Problem description -> Beginning with the line where "plasterwork above? Mark it with a dot." appears, restate the lines word for word through the last one in the listing.

Raw data ->
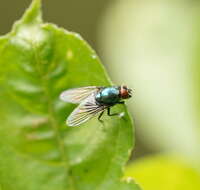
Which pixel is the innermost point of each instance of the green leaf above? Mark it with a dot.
(165, 172)
(38, 151)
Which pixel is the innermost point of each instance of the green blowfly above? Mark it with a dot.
(93, 100)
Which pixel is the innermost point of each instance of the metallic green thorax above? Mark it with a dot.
(108, 96)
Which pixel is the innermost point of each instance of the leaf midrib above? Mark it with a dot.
(52, 121)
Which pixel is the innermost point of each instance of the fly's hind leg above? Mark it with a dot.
(100, 115)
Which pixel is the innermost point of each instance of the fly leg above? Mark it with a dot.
(111, 114)
(121, 102)
(100, 115)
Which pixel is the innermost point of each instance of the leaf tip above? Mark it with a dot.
(33, 13)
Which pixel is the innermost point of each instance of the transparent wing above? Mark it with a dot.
(77, 95)
(85, 111)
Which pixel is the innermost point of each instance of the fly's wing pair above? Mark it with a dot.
(87, 108)
(77, 95)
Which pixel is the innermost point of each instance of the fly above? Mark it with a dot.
(93, 100)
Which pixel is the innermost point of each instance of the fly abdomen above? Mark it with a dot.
(108, 96)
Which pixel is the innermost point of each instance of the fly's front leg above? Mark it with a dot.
(121, 102)
(100, 115)
(111, 114)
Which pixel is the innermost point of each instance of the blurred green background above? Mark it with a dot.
(153, 47)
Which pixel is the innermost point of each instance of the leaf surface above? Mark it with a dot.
(38, 151)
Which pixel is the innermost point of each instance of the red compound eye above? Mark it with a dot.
(124, 92)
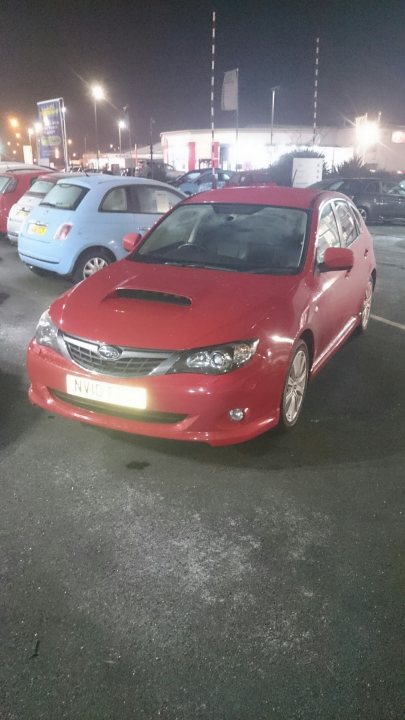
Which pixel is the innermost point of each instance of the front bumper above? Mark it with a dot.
(189, 407)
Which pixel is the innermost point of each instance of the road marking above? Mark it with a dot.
(388, 322)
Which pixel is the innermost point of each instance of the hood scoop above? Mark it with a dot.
(153, 295)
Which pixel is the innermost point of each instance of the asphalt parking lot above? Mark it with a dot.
(150, 579)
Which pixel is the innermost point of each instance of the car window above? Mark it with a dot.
(348, 225)
(115, 201)
(3, 183)
(40, 188)
(396, 190)
(7, 184)
(337, 185)
(65, 196)
(155, 199)
(328, 232)
(372, 187)
(389, 186)
(244, 238)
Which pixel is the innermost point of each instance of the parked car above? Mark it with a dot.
(189, 176)
(78, 227)
(156, 169)
(197, 181)
(211, 328)
(378, 200)
(244, 178)
(14, 182)
(27, 202)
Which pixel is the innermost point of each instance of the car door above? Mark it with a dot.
(115, 218)
(329, 306)
(149, 203)
(394, 203)
(367, 197)
(354, 235)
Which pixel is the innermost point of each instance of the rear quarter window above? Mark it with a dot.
(7, 184)
(65, 196)
(39, 188)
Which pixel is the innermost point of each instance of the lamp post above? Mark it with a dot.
(121, 126)
(38, 132)
(98, 94)
(30, 134)
(273, 100)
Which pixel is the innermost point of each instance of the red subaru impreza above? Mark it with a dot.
(213, 325)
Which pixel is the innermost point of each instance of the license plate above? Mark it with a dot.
(103, 392)
(38, 229)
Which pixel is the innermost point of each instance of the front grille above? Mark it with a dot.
(113, 410)
(131, 363)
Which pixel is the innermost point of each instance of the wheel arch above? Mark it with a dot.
(94, 248)
(308, 337)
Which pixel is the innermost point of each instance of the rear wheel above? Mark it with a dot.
(295, 386)
(91, 262)
(39, 271)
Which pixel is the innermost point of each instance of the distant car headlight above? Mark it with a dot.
(47, 333)
(216, 360)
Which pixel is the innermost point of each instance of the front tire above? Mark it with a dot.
(295, 387)
(91, 262)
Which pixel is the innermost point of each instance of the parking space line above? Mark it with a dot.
(388, 322)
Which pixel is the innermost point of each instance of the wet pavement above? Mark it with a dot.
(151, 579)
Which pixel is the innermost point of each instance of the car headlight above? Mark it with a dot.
(216, 360)
(47, 333)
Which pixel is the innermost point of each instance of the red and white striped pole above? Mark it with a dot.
(212, 95)
(316, 91)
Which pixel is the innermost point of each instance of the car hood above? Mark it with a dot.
(172, 308)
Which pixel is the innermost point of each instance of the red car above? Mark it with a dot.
(212, 326)
(14, 182)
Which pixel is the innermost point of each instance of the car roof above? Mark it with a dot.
(261, 195)
(15, 172)
(98, 179)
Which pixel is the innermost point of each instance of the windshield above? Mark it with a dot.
(235, 237)
(4, 181)
(65, 196)
(40, 187)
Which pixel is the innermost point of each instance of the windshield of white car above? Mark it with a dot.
(235, 237)
(65, 196)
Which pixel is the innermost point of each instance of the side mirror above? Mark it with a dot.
(131, 241)
(337, 259)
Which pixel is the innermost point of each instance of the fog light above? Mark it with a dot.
(237, 414)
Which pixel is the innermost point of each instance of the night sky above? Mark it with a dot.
(155, 56)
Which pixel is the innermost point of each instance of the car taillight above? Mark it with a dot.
(63, 231)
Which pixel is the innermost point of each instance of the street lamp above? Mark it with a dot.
(30, 134)
(38, 131)
(98, 94)
(121, 126)
(273, 99)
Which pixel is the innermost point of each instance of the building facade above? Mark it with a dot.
(258, 147)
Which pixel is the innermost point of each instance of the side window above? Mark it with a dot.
(328, 232)
(389, 187)
(115, 201)
(348, 225)
(155, 199)
(372, 187)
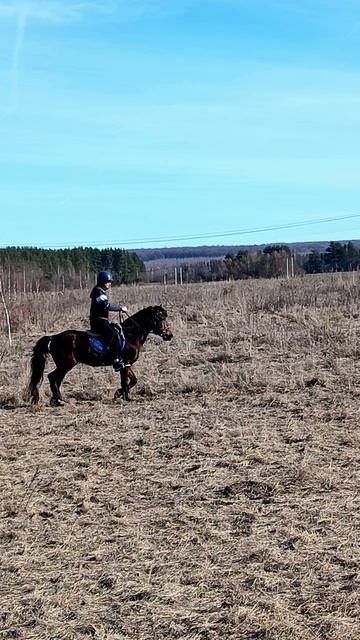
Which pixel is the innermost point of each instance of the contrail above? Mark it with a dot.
(22, 14)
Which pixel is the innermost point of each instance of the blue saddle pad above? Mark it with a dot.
(99, 345)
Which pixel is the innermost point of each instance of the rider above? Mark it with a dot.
(99, 317)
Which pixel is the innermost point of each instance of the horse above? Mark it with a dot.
(72, 347)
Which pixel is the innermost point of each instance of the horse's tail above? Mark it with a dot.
(38, 359)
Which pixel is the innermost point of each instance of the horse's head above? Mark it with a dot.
(159, 324)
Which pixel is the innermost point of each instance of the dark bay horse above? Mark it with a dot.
(71, 347)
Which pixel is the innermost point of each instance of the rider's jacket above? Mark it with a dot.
(100, 305)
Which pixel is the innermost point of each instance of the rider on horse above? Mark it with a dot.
(99, 317)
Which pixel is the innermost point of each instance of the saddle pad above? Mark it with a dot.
(99, 345)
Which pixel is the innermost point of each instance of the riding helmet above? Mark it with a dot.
(104, 276)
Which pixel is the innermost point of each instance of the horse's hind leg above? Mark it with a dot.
(128, 380)
(55, 379)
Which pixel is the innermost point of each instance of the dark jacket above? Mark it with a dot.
(100, 305)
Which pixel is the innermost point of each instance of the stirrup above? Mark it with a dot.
(118, 364)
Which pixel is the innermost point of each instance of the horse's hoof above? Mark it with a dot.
(55, 402)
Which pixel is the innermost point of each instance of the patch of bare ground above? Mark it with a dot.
(223, 502)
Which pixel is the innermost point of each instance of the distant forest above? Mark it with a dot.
(32, 270)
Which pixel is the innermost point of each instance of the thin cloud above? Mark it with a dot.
(54, 11)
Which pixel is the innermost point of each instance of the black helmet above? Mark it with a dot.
(104, 276)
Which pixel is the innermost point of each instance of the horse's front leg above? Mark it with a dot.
(55, 379)
(128, 380)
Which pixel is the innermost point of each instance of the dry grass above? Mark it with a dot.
(223, 502)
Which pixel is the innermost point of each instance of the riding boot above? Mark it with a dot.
(118, 364)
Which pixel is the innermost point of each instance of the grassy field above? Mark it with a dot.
(223, 502)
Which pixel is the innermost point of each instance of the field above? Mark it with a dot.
(222, 502)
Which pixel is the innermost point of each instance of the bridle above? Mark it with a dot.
(162, 333)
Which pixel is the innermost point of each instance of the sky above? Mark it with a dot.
(150, 123)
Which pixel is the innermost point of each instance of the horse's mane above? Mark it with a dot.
(137, 317)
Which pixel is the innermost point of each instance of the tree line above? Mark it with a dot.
(28, 269)
(277, 260)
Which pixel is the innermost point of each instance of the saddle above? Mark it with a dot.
(98, 344)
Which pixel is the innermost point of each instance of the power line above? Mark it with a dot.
(200, 236)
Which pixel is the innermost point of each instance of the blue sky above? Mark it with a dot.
(132, 122)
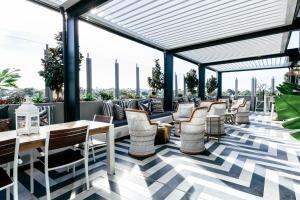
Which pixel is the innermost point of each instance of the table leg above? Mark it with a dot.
(31, 172)
(110, 139)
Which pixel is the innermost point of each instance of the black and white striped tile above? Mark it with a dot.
(255, 161)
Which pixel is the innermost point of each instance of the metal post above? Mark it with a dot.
(168, 81)
(117, 86)
(236, 89)
(201, 83)
(176, 85)
(184, 86)
(89, 87)
(252, 94)
(137, 74)
(219, 85)
(273, 85)
(48, 92)
(71, 69)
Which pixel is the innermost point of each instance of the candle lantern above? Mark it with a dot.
(27, 118)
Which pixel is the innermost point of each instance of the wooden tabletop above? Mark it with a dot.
(29, 142)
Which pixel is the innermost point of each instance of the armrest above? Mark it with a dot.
(4, 124)
(174, 115)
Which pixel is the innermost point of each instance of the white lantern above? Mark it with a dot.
(27, 118)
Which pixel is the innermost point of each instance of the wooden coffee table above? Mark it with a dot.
(230, 117)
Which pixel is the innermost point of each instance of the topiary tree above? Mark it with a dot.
(8, 78)
(156, 82)
(211, 84)
(191, 81)
(53, 71)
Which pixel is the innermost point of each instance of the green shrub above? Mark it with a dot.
(38, 98)
(88, 97)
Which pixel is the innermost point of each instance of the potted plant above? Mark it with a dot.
(8, 78)
(211, 85)
(191, 81)
(288, 105)
(156, 81)
(53, 71)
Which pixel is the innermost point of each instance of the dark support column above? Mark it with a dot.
(89, 76)
(201, 83)
(168, 81)
(71, 71)
(219, 85)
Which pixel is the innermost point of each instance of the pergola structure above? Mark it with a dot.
(220, 35)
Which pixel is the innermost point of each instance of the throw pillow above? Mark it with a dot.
(124, 104)
(108, 108)
(4, 112)
(132, 104)
(118, 112)
(145, 107)
(157, 106)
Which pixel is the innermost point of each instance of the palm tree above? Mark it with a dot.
(8, 78)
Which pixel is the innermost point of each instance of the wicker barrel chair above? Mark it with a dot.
(142, 133)
(215, 125)
(242, 114)
(193, 132)
(183, 113)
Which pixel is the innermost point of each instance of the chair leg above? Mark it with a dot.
(8, 189)
(47, 183)
(86, 166)
(74, 170)
(93, 150)
(31, 173)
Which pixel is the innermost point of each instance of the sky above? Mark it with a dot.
(27, 28)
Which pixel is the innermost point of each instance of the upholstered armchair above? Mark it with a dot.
(237, 103)
(242, 114)
(4, 125)
(142, 133)
(215, 119)
(193, 132)
(183, 113)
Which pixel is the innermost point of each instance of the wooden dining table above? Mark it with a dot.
(28, 143)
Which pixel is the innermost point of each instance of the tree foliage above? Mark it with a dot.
(156, 82)
(191, 81)
(53, 71)
(211, 84)
(8, 78)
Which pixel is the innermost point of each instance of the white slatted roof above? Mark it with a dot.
(279, 62)
(171, 24)
(242, 49)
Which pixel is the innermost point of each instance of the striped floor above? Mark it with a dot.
(256, 161)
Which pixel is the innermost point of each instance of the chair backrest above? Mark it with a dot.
(199, 115)
(137, 119)
(67, 137)
(103, 118)
(46, 115)
(9, 150)
(206, 104)
(217, 108)
(245, 107)
(185, 110)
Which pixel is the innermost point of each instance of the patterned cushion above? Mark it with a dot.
(4, 112)
(119, 113)
(108, 108)
(133, 104)
(156, 106)
(145, 107)
(124, 104)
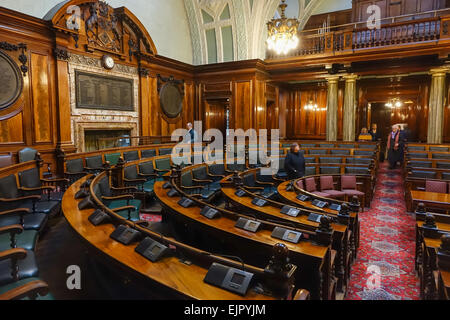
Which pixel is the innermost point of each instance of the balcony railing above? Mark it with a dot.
(409, 29)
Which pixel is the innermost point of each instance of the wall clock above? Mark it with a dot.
(108, 62)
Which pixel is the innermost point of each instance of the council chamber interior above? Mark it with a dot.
(98, 200)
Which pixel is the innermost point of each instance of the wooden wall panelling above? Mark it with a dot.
(42, 98)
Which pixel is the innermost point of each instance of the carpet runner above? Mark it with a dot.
(384, 268)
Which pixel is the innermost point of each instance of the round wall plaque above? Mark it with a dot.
(11, 81)
(171, 100)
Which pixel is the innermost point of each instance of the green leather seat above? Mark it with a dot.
(94, 163)
(330, 170)
(317, 151)
(113, 158)
(26, 240)
(165, 151)
(356, 170)
(310, 171)
(439, 149)
(341, 152)
(133, 215)
(30, 179)
(27, 269)
(31, 221)
(145, 154)
(131, 156)
(330, 160)
(163, 165)
(27, 154)
(13, 285)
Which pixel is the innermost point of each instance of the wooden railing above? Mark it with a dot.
(115, 142)
(352, 38)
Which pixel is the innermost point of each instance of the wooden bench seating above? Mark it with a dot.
(179, 278)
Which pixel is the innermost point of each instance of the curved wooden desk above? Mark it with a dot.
(182, 280)
(305, 254)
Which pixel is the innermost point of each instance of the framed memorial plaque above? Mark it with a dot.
(95, 91)
(11, 82)
(171, 100)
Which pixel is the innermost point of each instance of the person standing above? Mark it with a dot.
(191, 136)
(375, 133)
(394, 147)
(294, 165)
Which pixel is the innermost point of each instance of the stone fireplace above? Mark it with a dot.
(84, 120)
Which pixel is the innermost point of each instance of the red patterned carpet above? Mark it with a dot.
(384, 268)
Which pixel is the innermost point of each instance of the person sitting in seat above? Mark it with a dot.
(294, 164)
(365, 135)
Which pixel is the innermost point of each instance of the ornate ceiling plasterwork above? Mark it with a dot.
(248, 23)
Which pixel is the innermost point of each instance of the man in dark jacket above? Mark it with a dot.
(295, 163)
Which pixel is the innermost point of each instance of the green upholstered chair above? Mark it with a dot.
(330, 160)
(131, 156)
(310, 171)
(31, 184)
(145, 154)
(363, 153)
(6, 160)
(22, 216)
(132, 177)
(352, 160)
(329, 170)
(94, 164)
(147, 171)
(217, 171)
(439, 149)
(416, 155)
(368, 146)
(416, 148)
(162, 166)
(357, 170)
(74, 170)
(232, 167)
(123, 204)
(423, 174)
(26, 289)
(12, 198)
(27, 154)
(421, 164)
(342, 152)
(15, 236)
(310, 159)
(440, 155)
(113, 158)
(17, 264)
(317, 151)
(165, 151)
(443, 165)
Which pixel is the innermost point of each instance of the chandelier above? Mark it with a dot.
(282, 33)
(311, 106)
(394, 103)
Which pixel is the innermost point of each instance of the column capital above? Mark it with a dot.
(440, 71)
(333, 79)
(350, 77)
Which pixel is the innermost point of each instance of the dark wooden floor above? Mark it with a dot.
(59, 248)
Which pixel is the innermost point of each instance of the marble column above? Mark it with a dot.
(332, 108)
(436, 105)
(349, 116)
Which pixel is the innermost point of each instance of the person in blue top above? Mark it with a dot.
(191, 135)
(294, 165)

In response ->
Which pixel is the innermost point of each instance of the ornate ceiling plasterwork above? Mark it with a dot.
(248, 23)
Which pixel is the innermost point of each instance of the man in dark jacket above? Mark it with a dot.
(295, 163)
Which pixel is the innermost point of each instance of the green upholstered chair above? Mark it with a dot.
(330, 160)
(131, 156)
(310, 171)
(31, 184)
(145, 154)
(363, 153)
(6, 160)
(22, 216)
(132, 177)
(352, 160)
(329, 170)
(94, 164)
(147, 171)
(217, 171)
(439, 149)
(416, 155)
(368, 146)
(416, 148)
(162, 166)
(357, 170)
(74, 170)
(232, 167)
(123, 204)
(423, 174)
(26, 289)
(12, 198)
(27, 154)
(421, 164)
(342, 152)
(15, 236)
(310, 159)
(440, 155)
(113, 158)
(17, 264)
(317, 151)
(165, 151)
(443, 165)
Which pixel is the innermost point of each instance of the chandelier above? Mark it with a dot.
(282, 33)
(311, 106)
(394, 103)
Which pixel is the innermost point of each instance of the column capital above? Mark it with a dot.
(440, 71)
(333, 79)
(350, 77)
Which pixel is the innermost point of each instance of the dark wooden floor above? Mark it with a dot.
(59, 248)
Which pixel is the innermost point of each instance of the marble column above? Mark it with a dot.
(332, 108)
(436, 105)
(349, 116)
Which pixel is the innermost point of each instance of the person in blue top above? Mark it with a dot.
(191, 135)
(294, 165)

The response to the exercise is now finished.